Supplied passage

'''

It’s truly hard for someone like me to have to wake up, get out of bed, and get on with a day unless I absolutely have to get up and get on with a day – like, unless something with high, high stakes is hanging in the balance, such as a job or a flight or something. Like I ever fly anywhere; case in point.
This pisses Bastian off to no end, only now, he’s sort of adjusting. He’ll lie there sort of patiently and ask for a banana, then maybe doze off again. Hallelujah. Then he’ll nurse, which really can’t be offering much sustenance or magical sleep potion power as it once did. Then, he starts demanding that I get up. Literally. “Get UP. Get out of that bed, mama!”
When he starts tugging on me, that’s usually when I sluggishly oblige. I’m such an asshole.
So, naturally, the questions are: does this make me a lousy mother? Sometimes it feels like it. Does this make me a hopeless depressive? Well, there was a time in my life when I would have been more comfortable giving into my stupid feelings and my past and all that mumbo jumbo and saying, yes, I have strong depressive tendencies. But now, I am a mother. Now, I have a tiny human who depends on me to be a whole person. I’ve lost the opportunity to sink and wallow in my million and one feelings and allow myself the luxury of feeling all black and blue and tired all the time. But I can’t keep all of my mortal secrets from him – he will probably always know that I am not much of a morning person, unless I have to be, and that it takes me far more time than daddy to get out of pajamas. Oh, and that I have an unfortunate, nasty temper. He may even be lucky and human enough to inherit some of these awesome traits.
The thing is, as it so gracefully turns out, having someone of my flesh and blood and ultimate responsibility, who is relatively helpless and entirely dependent on me, suits me. I may have started having those first moments of morning again where my thoughts race a little for something worth functioning for – something worth life participation – but for the rest of my days, if all goes as planned, I will have that something, that someone. And the way my very nature seems to see it, when I became a mother, I ran out of stupid excuses to not be happy.

'''

Provided records
'''

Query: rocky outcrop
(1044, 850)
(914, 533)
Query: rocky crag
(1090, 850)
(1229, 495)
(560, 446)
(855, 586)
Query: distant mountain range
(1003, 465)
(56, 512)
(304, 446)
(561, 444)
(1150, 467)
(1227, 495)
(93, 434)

'''

Exercise aim
Extend the passage on motherhood and mornings with new writing that picks up after its final sentence. The records were taken from a separate source, not from the passage on motherhood and mornings.

Answer to the exercise
Sadly, I’ll probably always be flawed. I’ll probably always have more lazy mornings than not, and I’ll probably always think way too much about how I feel about shit. Oh, and I’ll probably always only be good for two things – writing (what I want to write) and being a mama. But at least it’s two things now and not just one, and at least the very core of me chose these things with great purpose. I’m proud that my mind, body and soul responded to motherhood in this way, and I feel so very fortunate that it happened like that. I was recently reading a vague and uncomplicated piece about Postpartum Depression, and all I could think the whole was how I can’t imagine experiencing anything resembling a state of depression upon the arrival of a newborn. Sure, I was weepy those first super hard weeks, and sure I went through a state of grieving the loss of what had become precious, amazing pregnant time with my partner, but I was also a new mama. All that weepy bullshit was constantly being overpowered by the fact that I had brand new tiny Bastian Wilde. This may sound totally selfish and irritating and not at all sensitive to this awful thing that so many women go through, and mostly silently, but it’s my honest response. It’s just true – I’m stoked that my entire being immediately agreed with becoming a mother and I’m really proud of my chemistry for that because I guess I’m just not all that used to it responding the healthy way.
I guess I felt the need to sort of apologize just then to cover my ass, but I do know in my heart that if another baby is in the cards for us, my future experience won’t necessarily follow suit. So, I suppose I feel that as a woman and a mother, it is my right to bathe in the glory of an enlightening, invigorating, inspiring postpartum experience and sort of also choose to forget that my nether regions felt like freshly ground hamburger meat for months. The end.